## Brief
Leaving out all pictures, write out word for word the lines from the one containing "Where can you see the window trim" to the end of the data below.

## Information shown
::::::::
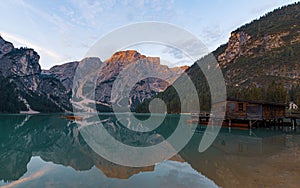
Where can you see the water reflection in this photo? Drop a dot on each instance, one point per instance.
(49, 148)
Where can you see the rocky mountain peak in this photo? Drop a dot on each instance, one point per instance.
(5, 47)
(130, 56)
(126, 56)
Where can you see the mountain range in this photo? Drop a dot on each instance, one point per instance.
(260, 61)
(27, 88)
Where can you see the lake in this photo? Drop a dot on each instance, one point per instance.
(48, 150)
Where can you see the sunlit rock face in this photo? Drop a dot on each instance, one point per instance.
(130, 61)
(51, 90)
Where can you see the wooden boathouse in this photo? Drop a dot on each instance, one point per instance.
(246, 113)
(249, 113)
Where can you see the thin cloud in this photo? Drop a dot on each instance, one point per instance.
(24, 42)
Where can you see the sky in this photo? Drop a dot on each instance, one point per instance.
(64, 30)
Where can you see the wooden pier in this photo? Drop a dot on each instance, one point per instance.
(249, 114)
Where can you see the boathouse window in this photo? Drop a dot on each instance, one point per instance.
(241, 107)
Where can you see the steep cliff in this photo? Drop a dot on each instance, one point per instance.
(34, 90)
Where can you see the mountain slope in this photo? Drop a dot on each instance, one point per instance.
(32, 91)
(261, 61)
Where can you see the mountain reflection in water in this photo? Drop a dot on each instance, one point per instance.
(47, 150)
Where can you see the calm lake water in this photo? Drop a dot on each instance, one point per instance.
(47, 150)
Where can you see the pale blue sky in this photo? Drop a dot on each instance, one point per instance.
(64, 30)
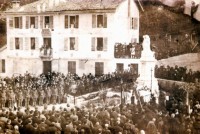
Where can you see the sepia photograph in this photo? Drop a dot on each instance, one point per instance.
(99, 67)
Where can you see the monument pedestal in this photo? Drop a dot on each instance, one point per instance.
(147, 84)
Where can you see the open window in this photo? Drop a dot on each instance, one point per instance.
(2, 66)
(18, 22)
(99, 68)
(17, 44)
(99, 44)
(47, 43)
(72, 67)
(134, 23)
(99, 21)
(71, 21)
(48, 21)
(120, 67)
(32, 43)
(71, 43)
(31, 22)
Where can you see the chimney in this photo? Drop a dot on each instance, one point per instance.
(51, 3)
(57, 2)
(43, 7)
(15, 3)
(38, 8)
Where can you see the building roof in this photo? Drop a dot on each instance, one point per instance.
(66, 5)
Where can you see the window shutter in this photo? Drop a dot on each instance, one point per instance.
(77, 21)
(41, 22)
(105, 21)
(93, 43)
(12, 43)
(66, 21)
(94, 23)
(21, 43)
(51, 22)
(11, 22)
(27, 22)
(36, 43)
(27, 43)
(76, 43)
(65, 44)
(1, 67)
(36, 22)
(135, 23)
(20, 22)
(105, 42)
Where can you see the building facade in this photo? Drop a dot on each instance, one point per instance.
(65, 36)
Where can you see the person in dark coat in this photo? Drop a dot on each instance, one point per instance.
(173, 124)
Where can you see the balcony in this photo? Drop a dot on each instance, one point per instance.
(46, 54)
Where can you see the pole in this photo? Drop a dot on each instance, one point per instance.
(121, 96)
(74, 99)
(151, 79)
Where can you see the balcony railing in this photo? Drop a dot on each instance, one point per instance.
(46, 53)
(130, 51)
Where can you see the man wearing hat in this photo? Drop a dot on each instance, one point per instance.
(19, 97)
(34, 96)
(3, 98)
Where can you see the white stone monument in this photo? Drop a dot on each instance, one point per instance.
(147, 84)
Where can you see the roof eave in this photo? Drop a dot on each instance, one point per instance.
(110, 10)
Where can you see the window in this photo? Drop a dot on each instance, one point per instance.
(47, 43)
(71, 21)
(2, 66)
(72, 67)
(99, 68)
(31, 22)
(134, 69)
(18, 22)
(134, 23)
(32, 43)
(71, 43)
(17, 44)
(99, 44)
(120, 67)
(48, 21)
(99, 21)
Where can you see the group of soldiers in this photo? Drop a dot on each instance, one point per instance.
(51, 88)
(25, 96)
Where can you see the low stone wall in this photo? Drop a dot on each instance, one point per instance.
(191, 61)
(169, 85)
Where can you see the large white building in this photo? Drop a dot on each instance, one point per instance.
(69, 36)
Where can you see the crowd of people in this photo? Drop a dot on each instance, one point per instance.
(177, 73)
(54, 87)
(131, 50)
(174, 45)
(94, 119)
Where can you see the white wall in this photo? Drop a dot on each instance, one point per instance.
(118, 30)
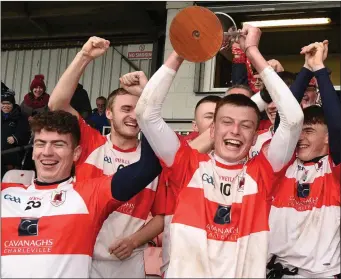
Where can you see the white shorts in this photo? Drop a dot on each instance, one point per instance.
(130, 268)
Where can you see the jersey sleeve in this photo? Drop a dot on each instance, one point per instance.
(90, 140)
(159, 204)
(265, 175)
(99, 195)
(185, 163)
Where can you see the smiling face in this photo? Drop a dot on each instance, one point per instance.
(313, 142)
(38, 91)
(234, 131)
(271, 110)
(203, 117)
(122, 116)
(6, 107)
(309, 98)
(54, 154)
(100, 104)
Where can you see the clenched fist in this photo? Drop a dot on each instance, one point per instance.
(123, 248)
(315, 54)
(134, 82)
(95, 47)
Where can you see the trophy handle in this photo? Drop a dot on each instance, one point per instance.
(231, 35)
(229, 17)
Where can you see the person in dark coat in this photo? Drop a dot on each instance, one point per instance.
(37, 99)
(15, 131)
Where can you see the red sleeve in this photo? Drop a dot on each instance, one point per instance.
(186, 162)
(264, 169)
(90, 140)
(159, 204)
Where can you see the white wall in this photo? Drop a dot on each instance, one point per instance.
(181, 100)
(18, 68)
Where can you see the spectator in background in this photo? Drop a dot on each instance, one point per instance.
(98, 117)
(14, 130)
(37, 99)
(80, 102)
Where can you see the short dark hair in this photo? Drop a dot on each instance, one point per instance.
(207, 99)
(238, 100)
(58, 121)
(112, 96)
(240, 86)
(314, 115)
(101, 98)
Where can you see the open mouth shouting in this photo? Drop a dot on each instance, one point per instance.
(49, 163)
(131, 124)
(233, 144)
(302, 146)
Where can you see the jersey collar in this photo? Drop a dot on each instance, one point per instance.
(44, 186)
(221, 163)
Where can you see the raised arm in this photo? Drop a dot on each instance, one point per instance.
(129, 181)
(316, 53)
(284, 141)
(303, 78)
(62, 94)
(161, 137)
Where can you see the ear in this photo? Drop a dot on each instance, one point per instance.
(77, 153)
(195, 126)
(108, 114)
(212, 130)
(326, 139)
(254, 138)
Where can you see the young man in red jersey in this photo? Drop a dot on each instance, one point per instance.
(49, 228)
(305, 212)
(120, 244)
(220, 225)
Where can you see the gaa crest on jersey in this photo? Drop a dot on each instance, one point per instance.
(241, 183)
(303, 190)
(58, 197)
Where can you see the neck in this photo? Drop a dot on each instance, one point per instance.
(43, 182)
(316, 159)
(121, 142)
(223, 161)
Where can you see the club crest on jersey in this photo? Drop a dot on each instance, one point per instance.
(318, 165)
(241, 183)
(58, 198)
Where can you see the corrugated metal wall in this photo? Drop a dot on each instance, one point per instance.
(18, 68)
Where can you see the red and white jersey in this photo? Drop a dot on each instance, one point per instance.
(220, 226)
(305, 219)
(99, 157)
(172, 193)
(263, 136)
(50, 231)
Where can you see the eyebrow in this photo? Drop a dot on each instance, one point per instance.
(52, 141)
(308, 129)
(126, 107)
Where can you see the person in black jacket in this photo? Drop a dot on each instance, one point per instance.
(15, 130)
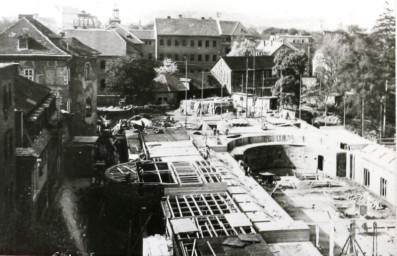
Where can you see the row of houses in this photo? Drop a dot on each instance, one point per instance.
(30, 154)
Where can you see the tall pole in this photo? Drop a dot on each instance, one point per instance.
(300, 94)
(344, 111)
(202, 94)
(362, 117)
(384, 112)
(246, 89)
(186, 92)
(380, 122)
(221, 100)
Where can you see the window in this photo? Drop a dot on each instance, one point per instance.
(103, 84)
(28, 73)
(23, 44)
(88, 107)
(366, 177)
(87, 71)
(7, 100)
(383, 187)
(103, 64)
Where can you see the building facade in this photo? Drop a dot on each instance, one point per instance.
(61, 63)
(7, 159)
(199, 42)
(234, 73)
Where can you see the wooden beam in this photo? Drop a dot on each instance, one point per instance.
(209, 222)
(195, 203)
(205, 201)
(179, 207)
(187, 203)
(223, 226)
(216, 203)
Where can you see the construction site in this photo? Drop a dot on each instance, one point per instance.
(226, 185)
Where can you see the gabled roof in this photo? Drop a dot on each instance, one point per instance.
(269, 48)
(187, 27)
(232, 28)
(75, 47)
(167, 83)
(107, 42)
(29, 95)
(39, 36)
(125, 34)
(239, 63)
(143, 34)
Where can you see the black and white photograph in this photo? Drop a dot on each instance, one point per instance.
(198, 128)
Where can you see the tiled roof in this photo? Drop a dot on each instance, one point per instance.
(167, 83)
(29, 95)
(143, 34)
(187, 27)
(125, 34)
(228, 27)
(107, 42)
(75, 47)
(269, 48)
(39, 39)
(237, 63)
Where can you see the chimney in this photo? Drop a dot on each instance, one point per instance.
(27, 16)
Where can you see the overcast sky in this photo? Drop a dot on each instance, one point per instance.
(305, 14)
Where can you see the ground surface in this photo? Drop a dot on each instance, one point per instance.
(316, 206)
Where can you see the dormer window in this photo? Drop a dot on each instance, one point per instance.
(23, 43)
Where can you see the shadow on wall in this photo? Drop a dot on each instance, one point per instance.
(277, 157)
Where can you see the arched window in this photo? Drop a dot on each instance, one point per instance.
(87, 71)
(88, 107)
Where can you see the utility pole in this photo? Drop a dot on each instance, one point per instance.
(384, 112)
(246, 89)
(362, 117)
(300, 94)
(186, 91)
(202, 94)
(344, 111)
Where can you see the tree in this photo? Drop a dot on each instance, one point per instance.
(168, 67)
(243, 48)
(130, 75)
(290, 66)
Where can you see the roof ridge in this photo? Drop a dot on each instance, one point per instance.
(46, 37)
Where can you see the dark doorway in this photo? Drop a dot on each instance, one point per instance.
(341, 164)
(320, 162)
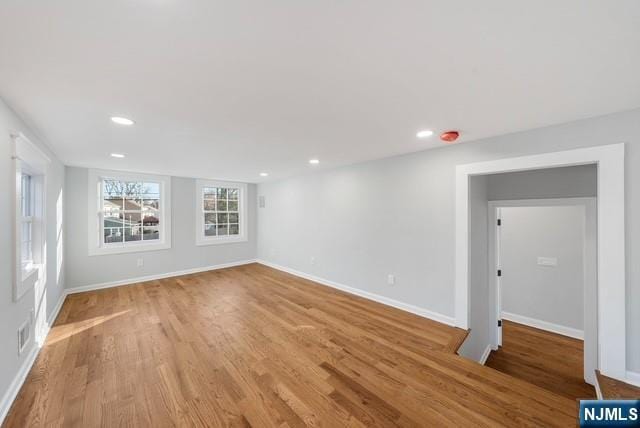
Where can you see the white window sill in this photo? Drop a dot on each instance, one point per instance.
(219, 241)
(132, 248)
(28, 272)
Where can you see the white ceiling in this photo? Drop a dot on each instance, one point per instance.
(227, 89)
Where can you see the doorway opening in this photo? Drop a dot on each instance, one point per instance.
(544, 292)
(472, 237)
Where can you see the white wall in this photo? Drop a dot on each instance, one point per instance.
(85, 270)
(479, 309)
(13, 314)
(396, 215)
(551, 294)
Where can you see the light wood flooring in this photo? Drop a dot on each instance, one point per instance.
(252, 346)
(615, 390)
(549, 360)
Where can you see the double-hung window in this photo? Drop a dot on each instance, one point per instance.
(27, 217)
(220, 212)
(30, 167)
(129, 212)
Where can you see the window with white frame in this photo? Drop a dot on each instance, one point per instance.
(30, 166)
(27, 216)
(132, 212)
(220, 212)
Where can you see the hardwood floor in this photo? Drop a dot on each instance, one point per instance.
(252, 346)
(615, 390)
(549, 360)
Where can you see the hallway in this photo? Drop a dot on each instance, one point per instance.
(545, 359)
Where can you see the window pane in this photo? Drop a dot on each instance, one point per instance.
(151, 219)
(25, 192)
(150, 204)
(132, 233)
(209, 205)
(234, 229)
(210, 218)
(112, 234)
(210, 230)
(131, 218)
(133, 195)
(112, 194)
(223, 230)
(150, 233)
(113, 221)
(151, 190)
(209, 192)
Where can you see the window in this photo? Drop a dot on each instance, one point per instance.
(220, 211)
(131, 213)
(30, 166)
(27, 215)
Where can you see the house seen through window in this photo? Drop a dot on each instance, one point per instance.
(130, 211)
(221, 211)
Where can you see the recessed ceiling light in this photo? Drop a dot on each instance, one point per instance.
(122, 120)
(426, 133)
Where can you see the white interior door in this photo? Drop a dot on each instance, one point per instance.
(546, 255)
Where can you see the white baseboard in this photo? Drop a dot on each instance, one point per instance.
(110, 284)
(633, 378)
(25, 368)
(425, 313)
(596, 386)
(485, 355)
(18, 380)
(544, 325)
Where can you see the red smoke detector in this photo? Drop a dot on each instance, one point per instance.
(449, 136)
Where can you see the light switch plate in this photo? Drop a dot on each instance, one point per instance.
(547, 261)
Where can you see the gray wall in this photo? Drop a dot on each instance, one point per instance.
(552, 294)
(479, 337)
(13, 314)
(83, 270)
(568, 182)
(397, 215)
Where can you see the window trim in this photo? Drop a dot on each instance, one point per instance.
(29, 159)
(95, 211)
(201, 239)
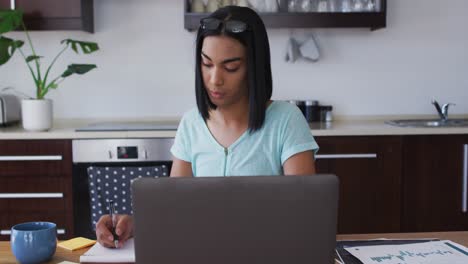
::::::::
## Response
Where can you see the window trim in this photo? Drop a dot on each instance, one point per instance.
(29, 159)
(95, 211)
(201, 239)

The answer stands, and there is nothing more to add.